=== TEXT SEGMENT ===
+---+

Embedding Visualisations

Generated for both raw VAE embeddings and UMAP transformations:

  • Main scatter plot of the 2D embedding
  • Density view showing point concentrations
  • Distribution plots for first two components

Training Log (training_log.csv)

Detailed per-epoch metrics including:

  • Total loss
  • Reconstruction loss
  • KL divergence loss
  • Validation metrics
  • Learning rate

Quality Metrics

Files containing embedding quality measures:

  • Trustworthiness: Measures how well local neighbourhoods are preserved in the embedding
    • Values range from 0 to 1
    • Values >0.9: Excellent preservation of local structure
    • Values 0.7-0.9: Good preservation, suitable for most analyses
    • Values <0.7: Poor preservation, consider adjusting parameters or using a different method
  • Continuity: Measures whether points that are close in the original space remain close in the embedding
    • Values range from 0 to 1
    • Values >0.9: Strong preservation of original relationships
    • Values 0.7-0.9: Acceptable preservation of relationships
    • Values <0.7: Significant distortion, may not be reliable for analysis
  • Both metrics should ideally be >0.7 for reliable embeddings
  • If either metric is consistently low, consider:
    • Adjusting the number of components
    • Using a different activation function
    • Trying a different dimensionality reduction method

Coordinate Files

  • autoencoder_[activation mode]_raw_coordinates.csv: Raw embeddings from the autoencoder, where the file name reflects the activation mode used
  • kmers_dim_reduction_embeddings.csv: Final embeddings combining VAE latent space with UMAP projection, optimised for species separation. UMAP optimisation occurs when --skip_n_neighbors_optimisation isn't used (default).

+---+

=== PROVIDED RECORDS ===
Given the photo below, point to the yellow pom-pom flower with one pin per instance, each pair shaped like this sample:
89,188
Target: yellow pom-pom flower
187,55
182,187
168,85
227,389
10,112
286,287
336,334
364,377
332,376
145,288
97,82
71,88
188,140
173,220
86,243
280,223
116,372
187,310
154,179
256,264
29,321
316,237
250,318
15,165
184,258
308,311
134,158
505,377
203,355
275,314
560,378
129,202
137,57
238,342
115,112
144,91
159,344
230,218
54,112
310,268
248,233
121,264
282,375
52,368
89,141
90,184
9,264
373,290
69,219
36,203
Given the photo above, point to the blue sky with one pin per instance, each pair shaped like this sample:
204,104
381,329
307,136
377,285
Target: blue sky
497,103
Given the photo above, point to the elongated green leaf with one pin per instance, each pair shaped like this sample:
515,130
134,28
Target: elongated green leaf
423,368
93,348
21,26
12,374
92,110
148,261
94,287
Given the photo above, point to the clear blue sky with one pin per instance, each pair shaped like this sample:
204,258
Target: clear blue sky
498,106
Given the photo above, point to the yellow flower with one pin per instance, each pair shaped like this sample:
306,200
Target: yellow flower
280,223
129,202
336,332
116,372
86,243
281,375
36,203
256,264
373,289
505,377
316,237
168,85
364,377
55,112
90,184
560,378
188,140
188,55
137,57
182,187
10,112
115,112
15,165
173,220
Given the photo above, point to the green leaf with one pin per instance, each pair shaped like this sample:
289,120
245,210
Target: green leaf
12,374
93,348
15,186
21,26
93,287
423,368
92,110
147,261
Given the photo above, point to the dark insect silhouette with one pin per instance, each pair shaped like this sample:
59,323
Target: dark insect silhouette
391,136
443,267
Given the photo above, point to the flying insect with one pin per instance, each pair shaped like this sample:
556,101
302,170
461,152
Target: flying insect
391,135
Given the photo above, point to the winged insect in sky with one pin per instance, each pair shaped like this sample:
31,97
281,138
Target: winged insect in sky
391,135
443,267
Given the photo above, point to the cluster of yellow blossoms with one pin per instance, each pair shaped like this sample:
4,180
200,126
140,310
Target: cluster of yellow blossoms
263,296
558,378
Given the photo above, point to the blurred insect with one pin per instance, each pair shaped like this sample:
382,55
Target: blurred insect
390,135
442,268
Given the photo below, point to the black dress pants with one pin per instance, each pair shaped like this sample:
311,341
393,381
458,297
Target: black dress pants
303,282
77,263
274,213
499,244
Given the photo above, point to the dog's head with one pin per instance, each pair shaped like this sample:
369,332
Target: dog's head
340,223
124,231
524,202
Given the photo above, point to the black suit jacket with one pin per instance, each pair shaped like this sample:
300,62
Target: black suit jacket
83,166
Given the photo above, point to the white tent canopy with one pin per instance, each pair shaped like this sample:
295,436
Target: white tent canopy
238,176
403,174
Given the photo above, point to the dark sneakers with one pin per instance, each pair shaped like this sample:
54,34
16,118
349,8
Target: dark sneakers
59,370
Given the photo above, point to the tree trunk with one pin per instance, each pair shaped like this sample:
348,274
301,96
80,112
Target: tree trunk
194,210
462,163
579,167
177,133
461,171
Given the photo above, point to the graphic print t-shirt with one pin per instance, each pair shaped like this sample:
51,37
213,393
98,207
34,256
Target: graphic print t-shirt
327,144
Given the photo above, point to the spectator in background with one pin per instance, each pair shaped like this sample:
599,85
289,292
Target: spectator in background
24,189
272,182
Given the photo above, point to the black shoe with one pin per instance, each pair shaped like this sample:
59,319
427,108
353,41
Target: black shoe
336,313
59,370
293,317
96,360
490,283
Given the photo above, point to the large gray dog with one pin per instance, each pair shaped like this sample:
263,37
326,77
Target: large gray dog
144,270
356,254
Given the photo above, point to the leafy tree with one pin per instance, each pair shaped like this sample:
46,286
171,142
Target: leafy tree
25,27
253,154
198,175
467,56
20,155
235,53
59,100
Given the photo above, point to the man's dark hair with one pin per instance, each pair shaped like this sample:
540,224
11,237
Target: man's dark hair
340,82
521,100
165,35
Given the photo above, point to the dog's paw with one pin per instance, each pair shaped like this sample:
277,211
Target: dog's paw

+---+

=== TASK ITEM ===
Copy out the whole text on embedding outputs and quality metrics word for word. None of the rows above are used here.

=== RESPONSE AREA ===
Embedding Visualisations

Generated for both raw VAE embeddings and UMAP transformations:

  • Main scatter plot of the 2D embedding
  • Density view showing point concentrations
  • Distribution plots for first two components

Training Log (training_log.csv)

Detailed per-epoch metrics including:

  • Total loss
  • Reconstruction loss
  • KL divergence loss
  • Validation metrics
  • Learning rate

Quality Metrics

Files containing embedding quality measures:

  • Trustworthiness: Measures how well local neighbourhoods are preserved in the embedding
    • Values range from 0 to 1
    • Values >0.9: Excellent preservation of local structure
    • Values 0.7-0.9: Good preservation, suitable for most analyses
    • Values <0.7: Poor preservation, consider adjusting parameters or using a different method
  • Continuity: Measures whether points that are close in the original space remain close in the embedding
    • Values range from 0 to 1
    • Values >0.9: Strong preservation of original relationships
    • Values 0.7-0.9: Acceptable preservation of relationships
    • Values <0.7: Significant distortion, may not be reliable for analysis
  • Both metrics should ideally be >0.7 for reliable embeddings
  • If either metric is consistently low, consider:
    • Adjusting the number of components
    • Using a different activation function
    • Trying a different dimensionality reduction method

Coordinate Files

  • autoencoder_[activation mode]_raw_coordinates.csv: Raw embeddings from the autoencoder, where the file name reflects the activation mode used
  • kmers_dim_reduction_embeddings.csv: Final embeddings combining VAE latent space with UMAP projection, optimised for species separation. UMAP optimisation occurs when --skip_n_neighbors_optimisation isn't used (default).